• Extract to read:
+--
Is This Legal Billing Method Just Another Flat Fee or Subscription Model?
[00:11:38] Heather: So it’s more, it sounds like this model. It does not. Something I hear a lot is, well, our clients need, like people talk about flat fee and subscription based billing and things of that nature so that the clients know exactly what they’re going to pay every month ahead of time in a budget. That’s not really what this is. Right. And I will say that kind of billing, in my experience, does not work well.
Assigning – and Paying for – Points
[00:12:02] Gwen: I will say it kind of. It kind of is, but let me. How we do it. So what we’ll do is like, in two different camps. So, so some of our clients are just, we’ve represented them for years and years and years and they’re, and they have a monthly fee that they’re paying.
And then we have looked at the work and associated the work with points. So the client is paying for points. So the deliverable when I deliver agreement to you.
[00:12:32] Heather: Right.
[00:12:33] Gwen: Or I deliver an analysis to you. Like, there’s a point value attached to each of the deliverables. And when you start, you are going to pick a number. Like, you know, I think I want three points this quarter. We’re going to do one, basically, one project. A quarter.
[00:12:47] Heather: Right.
[00:12:49] Gwen: So they are flat fee. Right. They’re paying just the same amount every day, every month. And we have it, frankly, automated billing, too, so that it makes the billing process really, really easy. And what we are doing is tracking the points and letting them know you are on track, off track, which is really, if you think about someone who sits in the role of general counsel, it’s the same thing they’re doing. They’re saying, you’ve given us this slate of work. I’m getting paid a salary, right. It’s a flat fee.
[00:13:14] Heather: Right.
[00:13:15] Gwen: I’m getting paid the same amount every month. And it is. There’s a slate of work. And if I think you need more, I’m going to come to the management team and say, we either need to hire more people, we need to outsource this. It’s going to be outside of the budget.
But that communication about pricing before the work is done lets the client say, actually, okay, we’re going to push that project to next quarter because I don’t want my budget to go up.
+--
• Dataset excerpts:
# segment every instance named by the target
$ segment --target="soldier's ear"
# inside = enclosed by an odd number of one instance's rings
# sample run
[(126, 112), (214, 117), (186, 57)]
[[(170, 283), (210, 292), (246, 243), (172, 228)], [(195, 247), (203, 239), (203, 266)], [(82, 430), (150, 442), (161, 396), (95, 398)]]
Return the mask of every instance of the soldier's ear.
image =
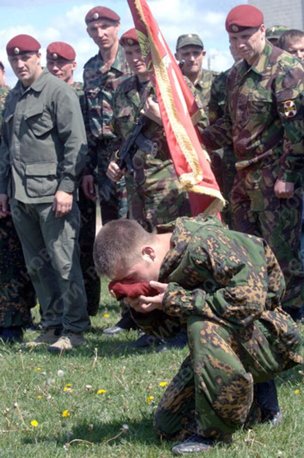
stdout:
[(146, 261), (154, 261), (156, 258), (156, 253), (152, 247), (148, 245), (144, 245), (141, 249), (141, 255)]

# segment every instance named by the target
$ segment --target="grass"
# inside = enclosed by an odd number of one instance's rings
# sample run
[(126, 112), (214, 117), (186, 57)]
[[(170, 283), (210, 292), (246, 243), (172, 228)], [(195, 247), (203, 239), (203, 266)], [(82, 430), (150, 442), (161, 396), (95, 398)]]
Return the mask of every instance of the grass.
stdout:
[[(103, 285), (100, 311), (93, 318), (85, 346), (61, 356), (42, 347), (0, 346), (1, 458), (172, 456), (172, 443), (160, 441), (152, 421), (166, 389), (160, 383), (169, 383), (187, 349), (159, 354), (122, 349), (138, 334), (104, 336), (102, 329), (114, 324), (118, 317), (118, 307)], [(301, 331), (304, 336), (303, 326)], [(35, 335), (27, 331), (25, 341)], [(239, 431), (230, 447), (217, 447), (204, 455), (304, 456), (304, 378), (300, 368), (278, 378), (284, 414), (280, 426)], [(150, 396), (153, 399), (148, 403)], [(31, 424), (33, 421), (37, 426)]]

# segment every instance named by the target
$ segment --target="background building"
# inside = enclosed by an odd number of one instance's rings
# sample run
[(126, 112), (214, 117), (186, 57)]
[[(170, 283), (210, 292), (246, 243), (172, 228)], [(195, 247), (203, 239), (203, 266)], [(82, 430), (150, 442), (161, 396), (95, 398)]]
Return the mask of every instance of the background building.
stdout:
[(304, 30), (304, 0), (248, 0), (263, 12), (266, 27), (286, 25)]

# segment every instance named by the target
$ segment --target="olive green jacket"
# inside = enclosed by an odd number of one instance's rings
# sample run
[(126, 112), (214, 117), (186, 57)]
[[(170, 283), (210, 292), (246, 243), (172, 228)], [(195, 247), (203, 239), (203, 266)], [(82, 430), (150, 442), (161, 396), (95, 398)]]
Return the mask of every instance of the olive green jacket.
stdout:
[(45, 69), (6, 100), (0, 148), (0, 194), (25, 203), (53, 202), (76, 191), (87, 141), (75, 91)]

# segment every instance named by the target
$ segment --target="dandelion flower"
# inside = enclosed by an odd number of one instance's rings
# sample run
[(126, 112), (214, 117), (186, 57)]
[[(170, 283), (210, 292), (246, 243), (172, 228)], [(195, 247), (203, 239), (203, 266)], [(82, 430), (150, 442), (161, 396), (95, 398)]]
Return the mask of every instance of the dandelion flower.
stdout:
[(166, 387), (168, 385), (167, 381), (161, 381), (160, 384), (160, 387)]

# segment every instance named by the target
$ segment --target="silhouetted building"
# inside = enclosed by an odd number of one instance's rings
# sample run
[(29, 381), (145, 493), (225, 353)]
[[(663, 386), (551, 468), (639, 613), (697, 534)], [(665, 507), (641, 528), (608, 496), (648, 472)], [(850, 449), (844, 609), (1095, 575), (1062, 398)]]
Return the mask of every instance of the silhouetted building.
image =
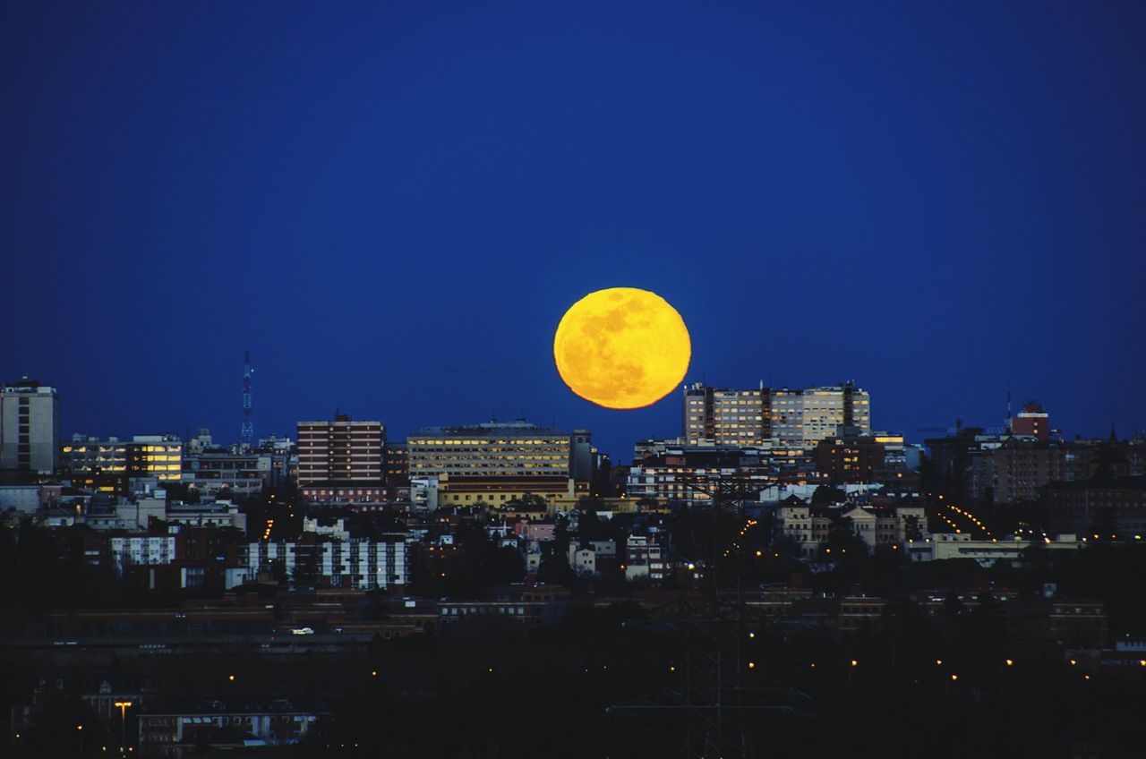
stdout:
+--
• What the task asks: From the legal billing conversation, copy the passage word for word, starting with "[00:11:38] Heather: So" and going on through "that they’re paying.".

• Output of the exercise:
[00:11:38] Heather: So it’s more, it sounds like this model. It does not. Something I hear a lot is, well, our clients need, like people talk about flat fee and subscription based billing and things of that nature so that the clients know exactly what they’re going to pay every month ahead of time in a budget. That’s not really what this is. Right. And I will say that kind of billing, in my experience, does not work well.
Assigning – and Paying for – Points
[00:12:02] Gwen: I will say it kind of. It kind of is, but let me. How we do it. So what we’ll do is like, in two different camps. So, so some of our clients are just, we’ve represented them for years and years and years and they’re, and they have a monthly fee that they’re paying.